=== Dataset ===

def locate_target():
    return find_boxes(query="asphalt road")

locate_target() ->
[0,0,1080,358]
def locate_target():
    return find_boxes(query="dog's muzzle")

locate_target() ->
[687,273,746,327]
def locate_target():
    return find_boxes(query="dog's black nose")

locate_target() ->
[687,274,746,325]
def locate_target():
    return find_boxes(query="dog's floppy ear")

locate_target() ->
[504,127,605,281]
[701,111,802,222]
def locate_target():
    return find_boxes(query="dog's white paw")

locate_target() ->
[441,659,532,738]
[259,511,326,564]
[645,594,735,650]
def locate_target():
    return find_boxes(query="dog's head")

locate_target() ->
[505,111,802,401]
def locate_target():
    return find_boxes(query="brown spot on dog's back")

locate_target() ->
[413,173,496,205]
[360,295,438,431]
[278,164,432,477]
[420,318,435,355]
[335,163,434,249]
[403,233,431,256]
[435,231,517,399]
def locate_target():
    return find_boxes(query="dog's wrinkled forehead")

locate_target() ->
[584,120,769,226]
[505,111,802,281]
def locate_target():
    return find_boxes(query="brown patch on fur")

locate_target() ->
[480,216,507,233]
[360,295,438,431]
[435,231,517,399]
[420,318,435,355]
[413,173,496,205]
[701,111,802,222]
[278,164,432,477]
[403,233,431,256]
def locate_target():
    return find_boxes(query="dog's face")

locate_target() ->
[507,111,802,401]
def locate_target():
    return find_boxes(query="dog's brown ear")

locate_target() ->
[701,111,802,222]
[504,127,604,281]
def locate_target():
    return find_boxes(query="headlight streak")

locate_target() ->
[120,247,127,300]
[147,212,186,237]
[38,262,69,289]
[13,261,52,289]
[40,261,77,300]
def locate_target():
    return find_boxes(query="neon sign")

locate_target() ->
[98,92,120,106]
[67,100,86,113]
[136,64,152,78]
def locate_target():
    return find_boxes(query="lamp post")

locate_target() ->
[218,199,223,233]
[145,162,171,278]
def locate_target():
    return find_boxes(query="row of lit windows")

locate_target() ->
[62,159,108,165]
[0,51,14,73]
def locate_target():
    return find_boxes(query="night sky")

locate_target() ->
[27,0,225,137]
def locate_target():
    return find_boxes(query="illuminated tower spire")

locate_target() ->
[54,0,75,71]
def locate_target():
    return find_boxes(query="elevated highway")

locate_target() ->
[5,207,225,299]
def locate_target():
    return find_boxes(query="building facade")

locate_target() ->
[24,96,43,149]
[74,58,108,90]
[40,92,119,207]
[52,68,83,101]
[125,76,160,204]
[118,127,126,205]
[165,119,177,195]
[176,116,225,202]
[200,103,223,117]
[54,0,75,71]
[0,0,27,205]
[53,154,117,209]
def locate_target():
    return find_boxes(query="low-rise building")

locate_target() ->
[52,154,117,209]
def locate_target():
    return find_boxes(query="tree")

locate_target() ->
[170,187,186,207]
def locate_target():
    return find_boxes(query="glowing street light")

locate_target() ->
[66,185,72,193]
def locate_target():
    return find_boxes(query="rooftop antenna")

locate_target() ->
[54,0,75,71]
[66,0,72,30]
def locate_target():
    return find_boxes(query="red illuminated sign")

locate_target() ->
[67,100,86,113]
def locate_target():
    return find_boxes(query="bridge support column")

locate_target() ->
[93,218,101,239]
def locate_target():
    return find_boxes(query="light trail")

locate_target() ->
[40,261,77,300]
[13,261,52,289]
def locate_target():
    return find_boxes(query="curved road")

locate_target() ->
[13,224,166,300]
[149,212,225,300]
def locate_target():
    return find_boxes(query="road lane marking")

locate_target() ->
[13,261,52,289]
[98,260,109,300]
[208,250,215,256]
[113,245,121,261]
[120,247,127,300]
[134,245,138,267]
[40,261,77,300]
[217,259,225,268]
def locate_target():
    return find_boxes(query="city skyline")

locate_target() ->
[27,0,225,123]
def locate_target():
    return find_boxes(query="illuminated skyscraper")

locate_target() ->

===

◆ What to produce ◆
State how many lines of the records above contain the string "building", with case counting, and give only that number.

◆ Finished task ◆
2